-- Start of SOURCE EXCERPT --

By N.C. Government & Heritage Library, 2020

Inventions change society

What do you think are the top inventions of all time?  What technologies or inventions are the most important for your daily lives? Many people would say that the automobile is one of the greatest and most important inventions in human history. 

The automobile changed many things in the United States. These included changes for industry and technology and everyday life. Automobile manufacturing became one the first industries to use the assembly line. The automobile gave people more personal freedom and access to jobs and services. It led to development of better roads and transportation. Industries and new jobs developed to supply the demand for automobile parts and fuel. These included petroleum and gasoline, rubber, and then plastics. Services like gas stations and convenience stores sprang up. 

The automobile gave people access to jobs, places to live, and services. It also contributed to the rise of leisure activities. And with leisure came new services. These included motels, hotels, amusement parks and other recreation, restaurants and fast food. The automobile also brought new laws and government requirements. These included safety features like seatbelts, highway rules, and drivers' licenses. The automobile also brought harm to the environment. Exhaust from gas-burning cars brought pollution. And undeveloped land was used to build highways and related industries.


Photograph of a Ford Model T assembly line in 1913. The factory was located in Highland Park, MI, near Detroit. This image comes from the collections of the Library of Congress.Henry Ford and His Model T: A basic car for everyone made more efficiently

History credits Karl Benz, a German engineer, with inventing the automobile around 1885. Benz was a German engineer. Other inventors and engineers followed with their own designs. From the 1880s to about 1910, automobiles were mostly for the wealthy. They were made by hand. And they were often customized for the buyer.

-- End of SOURCE EXCERPT --
-- Start of AVAILABLE DATA --

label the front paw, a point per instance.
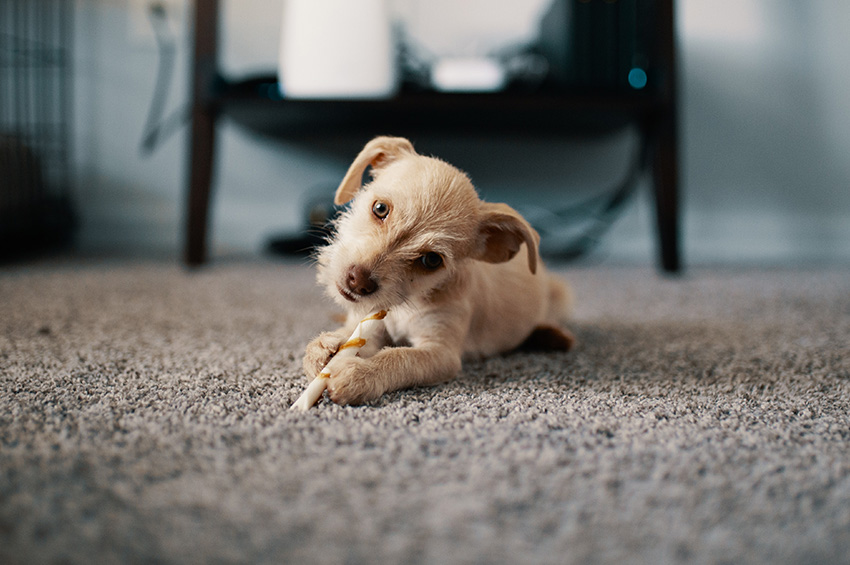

-- End of AVAILABLE DATA --

TASKS TO CARRY OUT
**1.** According to the automobile excerpt, which industry became one of the first to use the assembly line?
**2.** Transcribe the passage of the automobile excerpt between "Photograph of a" and "for the buyer.", inclusive.

SOLVED TASKS
**1.** Automobile manufacturing.

**2.**
Photograph of a Ford Model T assembly line in 1913. The factory was located in Highland Park, MI, near Detroit. This image comes from the collections of the Library of Congress.Henry Ford and His Model T: A basic car for everyone made more efficiently

History credits Karl Benz, a German engineer, with inventing the automobile around 1885. Benz was a German engineer. Other inventors and engineers followed with their own designs. From the 1880s to about 1910, automobiles were mostly for the wealthy. They were made by hand. And they were often customized for the buyer.